Given data ::
⁂

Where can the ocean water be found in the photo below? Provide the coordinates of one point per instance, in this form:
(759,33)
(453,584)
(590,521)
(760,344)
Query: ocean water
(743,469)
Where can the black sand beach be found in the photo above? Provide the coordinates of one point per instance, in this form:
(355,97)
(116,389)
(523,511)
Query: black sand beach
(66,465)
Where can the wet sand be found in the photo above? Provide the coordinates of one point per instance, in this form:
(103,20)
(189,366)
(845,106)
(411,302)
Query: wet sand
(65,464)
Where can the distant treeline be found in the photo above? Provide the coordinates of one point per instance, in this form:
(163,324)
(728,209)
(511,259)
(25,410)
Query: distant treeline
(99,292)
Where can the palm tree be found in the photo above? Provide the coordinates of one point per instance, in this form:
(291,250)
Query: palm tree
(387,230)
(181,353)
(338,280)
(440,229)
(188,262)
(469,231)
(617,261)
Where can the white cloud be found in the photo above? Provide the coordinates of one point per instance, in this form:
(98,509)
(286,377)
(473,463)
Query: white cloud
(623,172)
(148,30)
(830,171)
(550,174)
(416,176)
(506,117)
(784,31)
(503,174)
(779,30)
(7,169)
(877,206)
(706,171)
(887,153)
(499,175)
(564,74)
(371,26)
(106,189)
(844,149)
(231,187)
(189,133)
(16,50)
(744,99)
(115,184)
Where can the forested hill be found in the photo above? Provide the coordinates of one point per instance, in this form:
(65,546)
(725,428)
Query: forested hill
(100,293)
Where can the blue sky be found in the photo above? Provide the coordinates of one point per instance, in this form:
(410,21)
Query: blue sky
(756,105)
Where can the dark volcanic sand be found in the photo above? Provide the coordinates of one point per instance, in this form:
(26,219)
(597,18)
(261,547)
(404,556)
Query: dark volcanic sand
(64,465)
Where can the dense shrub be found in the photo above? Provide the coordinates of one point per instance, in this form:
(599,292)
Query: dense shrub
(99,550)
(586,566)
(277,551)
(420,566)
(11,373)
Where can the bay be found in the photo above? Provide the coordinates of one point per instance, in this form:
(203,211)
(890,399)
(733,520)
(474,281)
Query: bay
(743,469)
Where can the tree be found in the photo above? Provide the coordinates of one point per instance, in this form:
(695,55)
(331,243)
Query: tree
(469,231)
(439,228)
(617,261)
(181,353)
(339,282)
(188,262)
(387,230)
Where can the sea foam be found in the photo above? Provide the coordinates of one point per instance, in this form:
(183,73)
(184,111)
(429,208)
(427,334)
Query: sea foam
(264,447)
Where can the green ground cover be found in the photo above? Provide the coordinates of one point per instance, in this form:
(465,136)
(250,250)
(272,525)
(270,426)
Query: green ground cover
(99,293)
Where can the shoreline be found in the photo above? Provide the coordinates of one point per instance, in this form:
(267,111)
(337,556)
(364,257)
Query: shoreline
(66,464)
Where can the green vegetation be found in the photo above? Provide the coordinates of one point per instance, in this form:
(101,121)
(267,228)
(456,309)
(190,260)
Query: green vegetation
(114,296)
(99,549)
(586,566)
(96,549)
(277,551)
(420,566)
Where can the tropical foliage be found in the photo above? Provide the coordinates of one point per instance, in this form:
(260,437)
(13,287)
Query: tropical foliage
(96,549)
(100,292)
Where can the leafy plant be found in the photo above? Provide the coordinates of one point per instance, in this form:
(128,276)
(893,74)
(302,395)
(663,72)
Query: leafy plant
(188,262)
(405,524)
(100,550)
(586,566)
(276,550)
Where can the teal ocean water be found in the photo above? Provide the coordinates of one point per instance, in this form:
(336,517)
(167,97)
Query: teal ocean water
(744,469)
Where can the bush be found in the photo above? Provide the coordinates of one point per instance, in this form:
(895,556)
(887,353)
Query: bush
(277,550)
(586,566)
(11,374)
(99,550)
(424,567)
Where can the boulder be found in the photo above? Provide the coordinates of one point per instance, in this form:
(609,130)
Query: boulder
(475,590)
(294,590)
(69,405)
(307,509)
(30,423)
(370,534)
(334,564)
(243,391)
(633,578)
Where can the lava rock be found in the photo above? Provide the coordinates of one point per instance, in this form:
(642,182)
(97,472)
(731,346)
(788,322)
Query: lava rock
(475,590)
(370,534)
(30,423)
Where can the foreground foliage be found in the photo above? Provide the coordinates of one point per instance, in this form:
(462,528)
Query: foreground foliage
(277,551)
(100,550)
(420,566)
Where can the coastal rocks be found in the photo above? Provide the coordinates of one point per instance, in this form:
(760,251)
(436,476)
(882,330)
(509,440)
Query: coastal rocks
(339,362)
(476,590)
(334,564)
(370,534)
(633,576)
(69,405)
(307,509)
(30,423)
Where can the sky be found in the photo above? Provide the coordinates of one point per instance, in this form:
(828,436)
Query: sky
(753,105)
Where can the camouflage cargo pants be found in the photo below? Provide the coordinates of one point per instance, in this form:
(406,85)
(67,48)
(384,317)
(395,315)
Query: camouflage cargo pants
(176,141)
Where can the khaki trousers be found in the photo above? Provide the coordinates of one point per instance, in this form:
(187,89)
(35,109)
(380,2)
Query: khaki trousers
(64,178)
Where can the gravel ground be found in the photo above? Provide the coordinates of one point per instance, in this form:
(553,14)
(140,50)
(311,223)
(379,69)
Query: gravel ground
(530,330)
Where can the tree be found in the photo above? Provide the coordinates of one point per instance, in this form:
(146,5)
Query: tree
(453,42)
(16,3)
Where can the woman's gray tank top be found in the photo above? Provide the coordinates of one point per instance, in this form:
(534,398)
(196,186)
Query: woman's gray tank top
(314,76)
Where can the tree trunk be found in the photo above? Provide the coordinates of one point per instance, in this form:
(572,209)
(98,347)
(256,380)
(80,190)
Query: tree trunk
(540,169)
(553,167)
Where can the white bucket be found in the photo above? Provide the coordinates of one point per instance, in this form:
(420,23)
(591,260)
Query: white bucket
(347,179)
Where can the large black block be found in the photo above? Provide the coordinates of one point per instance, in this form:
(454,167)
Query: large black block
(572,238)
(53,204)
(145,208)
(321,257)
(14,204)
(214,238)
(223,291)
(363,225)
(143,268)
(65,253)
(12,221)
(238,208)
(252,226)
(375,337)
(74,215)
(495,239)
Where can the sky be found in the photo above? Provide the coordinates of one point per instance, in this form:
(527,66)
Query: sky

⁂

Objective ::
Exactly reproduce every line of the data above.

Task response ::
Where can the ocean water be found in the photo below? Provide the coordinates of one point per instance, in this form:
(759,33)
(453,584)
(590,521)
(760,344)
Query: ocean water
(743,469)
Where can the black sand beach be found in the photo above? Provide the coordinates of one point per instance, in this form:
(355,97)
(116,389)
(523,511)
Query: black sand beach
(66,465)
Where can the wet sand be found in the photo above? Provide the coordinates of one point per instance, in this form:
(103,20)
(189,366)
(845,106)
(411,302)
Query: wet sand
(65,464)
Where can the distant treeline be found in the photo above? Provide the coordinates of one point per instance, in this form:
(163,324)
(728,209)
(511,259)
(25,410)
Query: distant treeline
(99,292)
Where can the palm tree be found in the photo above? Provide the coordinates of one point per instance, in this form:
(291,250)
Query: palm tree
(387,230)
(181,353)
(338,280)
(440,229)
(188,262)
(469,231)
(617,261)
Where can the white cloud be found in the photo above? Provide the coordinates of one point per instance, in this form:
(98,509)
(286,377)
(473,463)
Query: white cloud
(623,172)
(148,30)
(830,171)
(550,174)
(416,176)
(506,117)
(784,31)
(503,174)
(779,30)
(7,169)
(877,206)
(706,171)
(887,153)
(499,175)
(564,74)
(371,26)
(106,189)
(844,149)
(231,187)
(189,133)
(16,50)
(744,99)
(115,184)
Where can the forested hill be found in the photo above? Provide the coordinates of one point per instance, in this form:
(65,546)
(725,428)
Query: forested hill
(100,293)
Where can the blue sky be found in the photo above? Provide the coordinates of one point per instance, in this form:
(410,21)
Query: blue sky
(756,105)
Where can the dark volcanic sand be found in the photo above? Provide the coordinates of one point per instance, in this form:
(26,219)
(597,18)
(261,547)
(404,556)
Query: dark volcanic sand
(64,465)
Where can the dense shrub be found in the photo above? Provide the coordinates of one point per instance, in this form:
(599,292)
Query: dense shrub
(99,550)
(586,566)
(277,551)
(420,566)
(11,373)
Where can the bay be found in the photo above? Provide the coordinates of one point per instance, in this form:
(203,211)
(890,399)
(733,520)
(474,281)
Query: bay
(743,469)
Where can the tree be found in the photo above? Provide the coordinates of one point per instance, in this form:
(695,55)
(331,243)
Query: tree
(469,231)
(439,228)
(617,261)
(181,353)
(339,282)
(188,262)
(387,230)
Where can the sea foam be found in the photo above? Provide the coordinates of one point per instance, in this form:
(183,73)
(184,111)
(429,208)
(427,334)
Query: sea foam
(264,447)
Where can the green ground cover be found in the photo above? Provide the coordinates of one point per instance, in this form:
(465,136)
(250,250)
(272,525)
(270,426)
Query: green ground cover
(99,293)
Where can the shoreline be found in the photo above? Provide the coordinates of one point per instance, in this form:
(267,111)
(337,556)
(364,257)
Query: shoreline
(66,464)
Where can the green vegetation be found in the photo above? Provide the coordinates of one point per instance, in this form:
(101,121)
(267,228)
(456,309)
(190,260)
Query: green vegetation
(114,296)
(99,549)
(586,566)
(96,549)
(277,551)
(420,566)
Where can the tropical foliage be found in the photo above? Provide the coordinates of one point per instance, in this form:
(260,437)
(13,287)
Query: tropical foliage
(96,549)
(100,292)
Where can the leafy plant be found in the photo above? Provide the coordinates of one point per instance, in this form:
(128,276)
(893,74)
(302,395)
(663,72)
Query: leafy plant
(188,262)
(405,524)
(100,550)
(586,566)
(276,550)
Where can the teal ocean water be found in the photo above? Provide the coordinates of one point per instance, in this form:
(336,517)
(167,97)
Query: teal ocean water
(744,469)
Where can the bush be found in the photo above? Provide the coordinates of one point per instance, in this form:
(895,556)
(887,353)
Query: bush
(277,550)
(586,566)
(11,374)
(99,550)
(424,567)
Where can the boulder be found in the photo above? Provide the coordinates of one point per instance, in this form:
(609,130)
Query: boulder
(475,590)
(294,590)
(69,405)
(307,509)
(30,423)
(370,534)
(334,564)
(243,391)
(633,578)
Where can the lava rock be found in the photo above? Provide the coordinates of one point per instance, in this form:
(642,182)
(97,472)
(731,346)
(788,322)
Query: lava rock
(475,590)
(370,534)
(30,423)
Where can the foreground foliage be found in the photo above? Provide the coordinates of one point per instance, in this form:
(462,528)
Query: foreground foliage
(277,551)
(100,550)
(420,566)
Where can the coastal rocks be found in the photo above? Provide the coordinates of one point per instance, in this form:
(760,251)
(436,476)
(882,330)
(509,440)
Query: coastal rocks
(339,362)
(476,590)
(334,564)
(370,534)
(633,576)
(69,405)
(307,509)
(30,423)
Where can the sky be found in the photo above? Provide the coordinates of one point per instance, in this form:
(828,436)
Query: sky
(753,105)
Where can the camouflage cargo pants be found in the photo below? Provide the coordinates of one point per instance, in this form:
(406,85)
(67,48)
(384,317)
(395,315)
Query: camouflage cargo pants
(176,141)
Where can the khaki trousers be found in the photo above? Provide the coordinates of one point per instance, in this form:
(187,89)
(35,109)
(380,2)
Query: khaki trousers
(64,178)
Where can the gravel ground be found in the photo above? Provide the coordinates of one point per instance, in this form:
(553,14)
(140,50)
(311,223)
(379,69)
Query: gravel ground
(530,330)
Where can the tree be found in the photo above? Provide the coordinates of one point per instance, in this form:
(146,5)
Query: tree
(453,42)
(16,3)
Where can the woman's gray tank top be found in the photo above? Provide the coordinates of one point per instance, in this form:
(534,398)
(196,186)
Query: woman's gray tank top
(314,76)
Where can the tree trunk be found in the photo above? Provide the coordinates of one point per instance, in this form:
(572,209)
(98,347)
(256,380)
(80,190)
Query: tree trunk
(540,169)
(553,167)
Where can the white bucket be found in the photo above? Provide the coordinates of one point per instance, in this form:
(420,23)
(591,260)
Query: white bucket
(347,179)
Where can the large black block be found in the photo above? Provide the coordinates of one point per instance, in this form:
(454,167)
Query: large black block
(572,238)
(53,204)
(145,208)
(321,257)
(14,204)
(214,238)
(223,291)
(363,225)
(143,268)
(65,253)
(12,221)
(238,208)
(252,226)
(375,337)
(74,215)
(495,239)
Where can the sky be found in the photo above? Provide the coordinates of one point per instance, in this form:
(527,66)
Query: sky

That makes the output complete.